What you return should match every record exactly, with the images removed.

* Items from a data source:
|---|

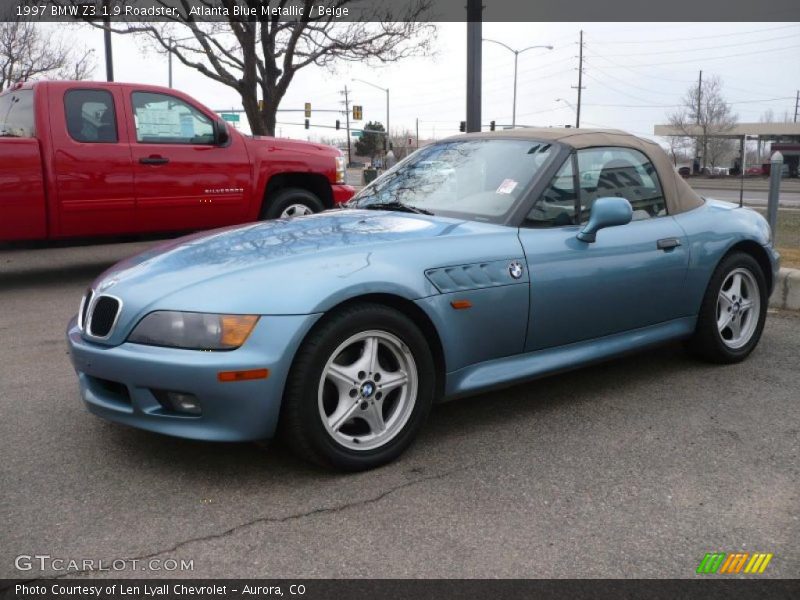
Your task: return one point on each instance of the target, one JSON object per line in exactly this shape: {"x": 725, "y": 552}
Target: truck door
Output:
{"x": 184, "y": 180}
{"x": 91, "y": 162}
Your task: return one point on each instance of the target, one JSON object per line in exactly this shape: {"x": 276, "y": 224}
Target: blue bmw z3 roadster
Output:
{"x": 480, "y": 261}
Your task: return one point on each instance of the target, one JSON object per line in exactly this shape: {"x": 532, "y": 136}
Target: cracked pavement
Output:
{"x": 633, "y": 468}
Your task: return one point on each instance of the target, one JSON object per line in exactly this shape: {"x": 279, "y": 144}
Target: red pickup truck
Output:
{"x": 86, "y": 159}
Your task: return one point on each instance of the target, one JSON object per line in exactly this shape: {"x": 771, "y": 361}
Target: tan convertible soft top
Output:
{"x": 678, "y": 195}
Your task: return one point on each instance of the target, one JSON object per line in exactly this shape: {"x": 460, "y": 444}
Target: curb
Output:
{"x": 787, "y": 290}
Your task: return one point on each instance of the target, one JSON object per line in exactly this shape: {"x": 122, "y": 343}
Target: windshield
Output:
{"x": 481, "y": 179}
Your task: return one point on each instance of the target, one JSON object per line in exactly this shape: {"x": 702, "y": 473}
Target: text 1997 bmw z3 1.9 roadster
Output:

|---|

* Problem solution:
Your task: return one point on each instance of the target, one JSON object per line in exactly this shape: {"x": 725, "y": 552}
Target: truck door
Output:
{"x": 184, "y": 180}
{"x": 91, "y": 162}
Your task: return one point on each instance of the target, one JSON object per line in exactly this shape: {"x": 276, "y": 224}
Target: blue bmw z3 roadster
Output:
{"x": 480, "y": 261}
Your task: return one point on each instance of the target, one JSON object per line in exactly this shape: {"x": 532, "y": 136}
Target: cracked pavement
Output:
{"x": 633, "y": 468}
Your task: return one point on each instance of the target, one JSON object per line in exactly this shape: {"x": 279, "y": 144}
Target: red pickup truck
Output:
{"x": 86, "y": 159}
Your task: return one point on each instance of the target, one JSON object per line in exactly this shape: {"x": 771, "y": 361}
Target: tan convertible soft top
Output:
{"x": 678, "y": 195}
Your task: return one point on each instance of the target, one JSON object per line in exactly this shape: {"x": 460, "y": 444}
Target: curb
Output:
{"x": 787, "y": 290}
Your task: return one point on each instance of the target, one JSON object per line in exactly this shape: {"x": 122, "y": 343}
Target: windshield
Output:
{"x": 481, "y": 179}
Your task: return one point on each instance of the target, one JSON object per line in exactly this shape: {"x": 702, "y": 473}
Target: text 1997 bmw z3 1.9 roadster
Output:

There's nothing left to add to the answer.